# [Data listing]
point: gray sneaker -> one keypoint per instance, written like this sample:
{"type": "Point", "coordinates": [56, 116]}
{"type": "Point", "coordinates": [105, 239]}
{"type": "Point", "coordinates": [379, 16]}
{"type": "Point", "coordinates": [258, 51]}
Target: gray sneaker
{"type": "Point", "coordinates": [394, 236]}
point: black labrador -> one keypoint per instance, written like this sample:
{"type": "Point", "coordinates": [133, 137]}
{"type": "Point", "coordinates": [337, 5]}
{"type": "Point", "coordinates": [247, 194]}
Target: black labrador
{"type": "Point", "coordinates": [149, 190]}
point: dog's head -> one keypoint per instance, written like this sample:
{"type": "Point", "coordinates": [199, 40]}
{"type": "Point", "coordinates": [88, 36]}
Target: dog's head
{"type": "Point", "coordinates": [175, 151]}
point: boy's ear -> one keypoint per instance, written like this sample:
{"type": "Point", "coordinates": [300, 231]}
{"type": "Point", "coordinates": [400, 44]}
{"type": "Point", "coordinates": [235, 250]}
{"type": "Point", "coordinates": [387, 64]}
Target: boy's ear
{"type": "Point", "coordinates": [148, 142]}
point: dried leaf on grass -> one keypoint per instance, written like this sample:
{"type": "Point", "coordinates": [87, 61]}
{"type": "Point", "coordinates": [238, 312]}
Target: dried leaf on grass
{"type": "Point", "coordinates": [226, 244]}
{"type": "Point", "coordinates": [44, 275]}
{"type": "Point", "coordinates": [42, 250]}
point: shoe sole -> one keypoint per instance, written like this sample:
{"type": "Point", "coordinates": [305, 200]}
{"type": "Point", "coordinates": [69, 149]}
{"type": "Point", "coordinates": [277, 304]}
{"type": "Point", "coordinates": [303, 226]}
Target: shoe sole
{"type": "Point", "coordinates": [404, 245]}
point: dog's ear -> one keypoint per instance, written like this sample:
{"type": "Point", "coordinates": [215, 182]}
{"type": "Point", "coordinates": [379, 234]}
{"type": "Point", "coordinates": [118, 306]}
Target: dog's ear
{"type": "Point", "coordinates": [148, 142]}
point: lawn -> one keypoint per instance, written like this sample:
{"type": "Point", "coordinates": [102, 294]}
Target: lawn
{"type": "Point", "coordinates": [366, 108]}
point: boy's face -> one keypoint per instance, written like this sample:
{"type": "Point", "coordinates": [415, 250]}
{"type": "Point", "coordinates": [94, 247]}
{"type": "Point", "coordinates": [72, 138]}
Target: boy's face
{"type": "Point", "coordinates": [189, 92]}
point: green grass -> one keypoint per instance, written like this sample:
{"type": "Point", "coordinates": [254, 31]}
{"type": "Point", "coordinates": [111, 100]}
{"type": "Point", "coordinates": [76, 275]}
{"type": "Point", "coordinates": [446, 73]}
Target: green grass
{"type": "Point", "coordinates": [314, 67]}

# [EXERCISE BRIEF]
Extract all lines as given.

# [RESPONSE TO THIS EXERCISE]
point: gray sneaker -> one keypoint per instance, written like this sample:
{"type": "Point", "coordinates": [56, 116]}
{"type": "Point", "coordinates": [105, 239]}
{"type": "Point", "coordinates": [379, 16]}
{"type": "Point", "coordinates": [258, 51]}
Target: gray sneaker
{"type": "Point", "coordinates": [394, 236]}
point: black labrador -> one keypoint per instance, written like this sample:
{"type": "Point", "coordinates": [133, 137]}
{"type": "Point", "coordinates": [337, 5]}
{"type": "Point", "coordinates": [247, 194]}
Target: black labrador
{"type": "Point", "coordinates": [149, 190]}
point: dog's head -> one keypoint per instance, written like this sample:
{"type": "Point", "coordinates": [199, 40]}
{"type": "Point", "coordinates": [88, 36]}
Target: dog's head
{"type": "Point", "coordinates": [175, 151]}
point: boy's ear -> one keypoint per instance, written like this sample:
{"type": "Point", "coordinates": [300, 231]}
{"type": "Point", "coordinates": [400, 44]}
{"type": "Point", "coordinates": [235, 250]}
{"type": "Point", "coordinates": [387, 64]}
Target: boy's ear
{"type": "Point", "coordinates": [148, 142]}
point: dried leaf on grass -> one keypoint per instance, written like this sample:
{"type": "Point", "coordinates": [87, 61]}
{"type": "Point", "coordinates": [238, 312]}
Target: dried leaf on grass
{"type": "Point", "coordinates": [226, 244]}
{"type": "Point", "coordinates": [44, 275]}
{"type": "Point", "coordinates": [42, 250]}
point: shoe sole -> one keypoint per instance, written like this sample:
{"type": "Point", "coordinates": [305, 200]}
{"type": "Point", "coordinates": [69, 149]}
{"type": "Point", "coordinates": [277, 304]}
{"type": "Point", "coordinates": [303, 226]}
Target: shoe sole
{"type": "Point", "coordinates": [404, 245]}
point: dog's ear -> one keypoint per instance, written like this sample:
{"type": "Point", "coordinates": [215, 182]}
{"type": "Point", "coordinates": [379, 234]}
{"type": "Point", "coordinates": [118, 306]}
Target: dog's ear
{"type": "Point", "coordinates": [148, 142]}
point: lawn -> one keypoint per instance, written like this sample:
{"type": "Point", "coordinates": [102, 294]}
Target: lawn
{"type": "Point", "coordinates": [366, 108]}
point: boy's face -> one keypoint per instance, written like this sample:
{"type": "Point", "coordinates": [415, 250]}
{"type": "Point", "coordinates": [94, 247]}
{"type": "Point", "coordinates": [72, 138]}
Target: boy's face
{"type": "Point", "coordinates": [189, 92]}
point: green grass -> one keypoint per instance, written like this sample:
{"type": "Point", "coordinates": [254, 31]}
{"type": "Point", "coordinates": [111, 100]}
{"type": "Point", "coordinates": [76, 275]}
{"type": "Point", "coordinates": [446, 73]}
Target: green grass
{"type": "Point", "coordinates": [314, 67]}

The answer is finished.